YOUR ASSIGNMENT ▸ Update the passage on ERC examinations, starting at "It should be" and ending after "of the ERC.", so that "expressly" reads "explicitly".

STUDY TEXT ▸
As background, the IRS published guidance in Notice 2021-20, Notice 2021-23, and Notice 2021-49 setting forth requirements for substantiation of eligibility and document retention related to each of the three iterations of the ERC in 2020 and 2021 (see also Nellen, “Documenting COVID-19 Employment Tax Credits,” 53-1 The Tax Adviser 36 (January 2022)). Revenue agents will anticipate compliance with these documentation requirements. Accordingly, return preparers should retain the required information, having analyzed their clients’ eligibility according to the differing ERC requirements between March 2020 and the end of 2021.
As indicated in the Dirty Dozen list, a substantive examination of ERC positions would be preceded by an initial inquiry into whether the ERC claim was part of a scam, including an identity-theft scheme. Consider establishing early in the examination that the payroll tax returns setting forth eligibility for the ERC were prepared by a longtime trusted adviser and return preparer or at least reviewed or referred by one.
It should be relatively clear whether an examination pertains to an ERC position, because the IRS’s initial information document request (IDR) will likely refer to Form 941, Employer’s Quarterly Federal Tax Return, (or Form 941-X, Adjusted Employer’s Quarterly Federal Tax Return or Claim for Refund) for the period at issue and expressly state that the IRS needs to review documentation to determine whether the taxpayer is an eligible employer for purposes of the ERC.
As a procedural matter, although employers may have received advance payments of the ERC by filing Form 7200, Advance Payment of Employer Credits Due to COVID-19, the amounts under examination would be the credit amounts reported on an employer’s employment tax returns, as they are the final credit amounts posted to the employer’s tax accounts. Still, Form 7200 provided the Service an opportunity to review ERC information earlier in the filing period, such as the total number of employees to whom the taxpayer paid qualified wages, prior-year employee information, and information about other credits. Consider these prior representations as information is provided during the examination.

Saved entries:
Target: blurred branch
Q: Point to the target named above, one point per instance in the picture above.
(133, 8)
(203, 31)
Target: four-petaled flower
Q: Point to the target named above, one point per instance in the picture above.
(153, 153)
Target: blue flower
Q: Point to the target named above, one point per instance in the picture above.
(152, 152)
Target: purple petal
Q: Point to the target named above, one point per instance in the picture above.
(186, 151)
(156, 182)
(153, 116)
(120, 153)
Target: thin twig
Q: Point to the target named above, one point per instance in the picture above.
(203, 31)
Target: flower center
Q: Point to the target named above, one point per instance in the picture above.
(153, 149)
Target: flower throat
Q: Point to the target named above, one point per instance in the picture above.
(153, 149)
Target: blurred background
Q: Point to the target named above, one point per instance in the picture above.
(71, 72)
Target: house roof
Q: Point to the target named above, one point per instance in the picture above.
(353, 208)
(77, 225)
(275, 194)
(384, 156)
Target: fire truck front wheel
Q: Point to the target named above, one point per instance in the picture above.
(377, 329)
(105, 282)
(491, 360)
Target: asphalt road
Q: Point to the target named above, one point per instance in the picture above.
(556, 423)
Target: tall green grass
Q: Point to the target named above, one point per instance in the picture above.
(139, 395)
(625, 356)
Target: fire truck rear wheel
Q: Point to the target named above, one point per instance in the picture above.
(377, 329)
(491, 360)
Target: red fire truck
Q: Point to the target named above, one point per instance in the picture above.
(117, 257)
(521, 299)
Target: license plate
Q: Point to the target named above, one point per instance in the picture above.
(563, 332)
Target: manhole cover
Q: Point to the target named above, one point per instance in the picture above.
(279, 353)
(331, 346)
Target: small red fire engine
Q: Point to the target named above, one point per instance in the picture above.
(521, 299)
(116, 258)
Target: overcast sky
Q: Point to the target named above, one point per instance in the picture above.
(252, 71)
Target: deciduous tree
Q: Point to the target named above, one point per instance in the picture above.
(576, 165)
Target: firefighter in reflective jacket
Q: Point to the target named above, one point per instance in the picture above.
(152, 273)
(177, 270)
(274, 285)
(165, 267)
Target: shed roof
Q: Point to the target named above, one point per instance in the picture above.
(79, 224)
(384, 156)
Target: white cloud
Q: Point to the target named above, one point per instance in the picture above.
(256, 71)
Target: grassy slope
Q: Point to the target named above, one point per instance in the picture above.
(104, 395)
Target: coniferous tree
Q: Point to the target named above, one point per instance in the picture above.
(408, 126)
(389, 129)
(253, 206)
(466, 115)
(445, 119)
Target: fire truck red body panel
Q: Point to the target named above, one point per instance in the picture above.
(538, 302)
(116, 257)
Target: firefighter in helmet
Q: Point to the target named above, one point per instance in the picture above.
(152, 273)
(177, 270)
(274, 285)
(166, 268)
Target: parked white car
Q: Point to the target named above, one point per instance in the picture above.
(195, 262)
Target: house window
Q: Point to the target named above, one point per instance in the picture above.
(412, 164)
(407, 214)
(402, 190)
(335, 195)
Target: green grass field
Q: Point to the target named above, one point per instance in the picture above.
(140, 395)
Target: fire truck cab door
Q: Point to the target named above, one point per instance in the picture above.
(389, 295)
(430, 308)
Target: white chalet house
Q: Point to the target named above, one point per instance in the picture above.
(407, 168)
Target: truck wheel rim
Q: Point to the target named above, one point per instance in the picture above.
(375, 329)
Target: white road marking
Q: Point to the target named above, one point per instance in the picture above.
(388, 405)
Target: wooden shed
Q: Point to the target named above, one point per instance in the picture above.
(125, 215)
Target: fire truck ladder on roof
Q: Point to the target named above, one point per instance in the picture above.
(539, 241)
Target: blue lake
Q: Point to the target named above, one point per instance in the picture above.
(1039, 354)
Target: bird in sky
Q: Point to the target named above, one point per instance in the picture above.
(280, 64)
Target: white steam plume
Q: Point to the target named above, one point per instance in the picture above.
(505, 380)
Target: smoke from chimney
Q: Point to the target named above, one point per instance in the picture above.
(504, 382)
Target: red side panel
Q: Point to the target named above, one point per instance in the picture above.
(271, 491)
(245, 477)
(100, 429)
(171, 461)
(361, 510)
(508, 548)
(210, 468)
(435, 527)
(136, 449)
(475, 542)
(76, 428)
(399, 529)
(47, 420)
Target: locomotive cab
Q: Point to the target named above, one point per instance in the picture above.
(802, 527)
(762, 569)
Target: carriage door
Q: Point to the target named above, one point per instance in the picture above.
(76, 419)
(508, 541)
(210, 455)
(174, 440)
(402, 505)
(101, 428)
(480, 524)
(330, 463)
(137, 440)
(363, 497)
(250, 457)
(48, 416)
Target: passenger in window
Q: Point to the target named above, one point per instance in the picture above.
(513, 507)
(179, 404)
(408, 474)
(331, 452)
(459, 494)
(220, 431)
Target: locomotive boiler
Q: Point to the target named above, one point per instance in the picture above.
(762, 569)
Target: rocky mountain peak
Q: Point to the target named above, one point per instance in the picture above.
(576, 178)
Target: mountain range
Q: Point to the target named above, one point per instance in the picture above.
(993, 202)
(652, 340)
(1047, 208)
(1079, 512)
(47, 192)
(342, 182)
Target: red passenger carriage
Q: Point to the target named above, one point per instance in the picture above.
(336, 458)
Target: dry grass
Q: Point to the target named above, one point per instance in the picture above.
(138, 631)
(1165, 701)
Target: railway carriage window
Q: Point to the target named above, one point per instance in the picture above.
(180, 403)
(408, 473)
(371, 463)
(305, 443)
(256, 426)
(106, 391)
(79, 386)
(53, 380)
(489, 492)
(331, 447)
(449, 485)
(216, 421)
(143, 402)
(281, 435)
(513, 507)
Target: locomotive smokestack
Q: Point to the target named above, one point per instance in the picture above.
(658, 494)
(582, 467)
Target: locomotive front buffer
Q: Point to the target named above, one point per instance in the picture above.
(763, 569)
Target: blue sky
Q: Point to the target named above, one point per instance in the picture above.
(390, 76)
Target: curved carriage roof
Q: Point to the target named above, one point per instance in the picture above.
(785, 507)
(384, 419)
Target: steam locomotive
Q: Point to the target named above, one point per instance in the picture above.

SOLUTION TO THIS TASK ▸
It should be relatively clear whether an examination pertains to an ERC position, because the IRS’s initial information document request (IDR) will likely refer to Form 941, Employer’s Quarterly Federal Tax Return, (or Form 941-X, Adjusted Employer’s Quarterly Federal Tax Return or Claim for Refund) for the period at issue and explicitly state that the IRS needs to review documentation to determine whether the taxpayer is an eligible employer for purposes of the ERC.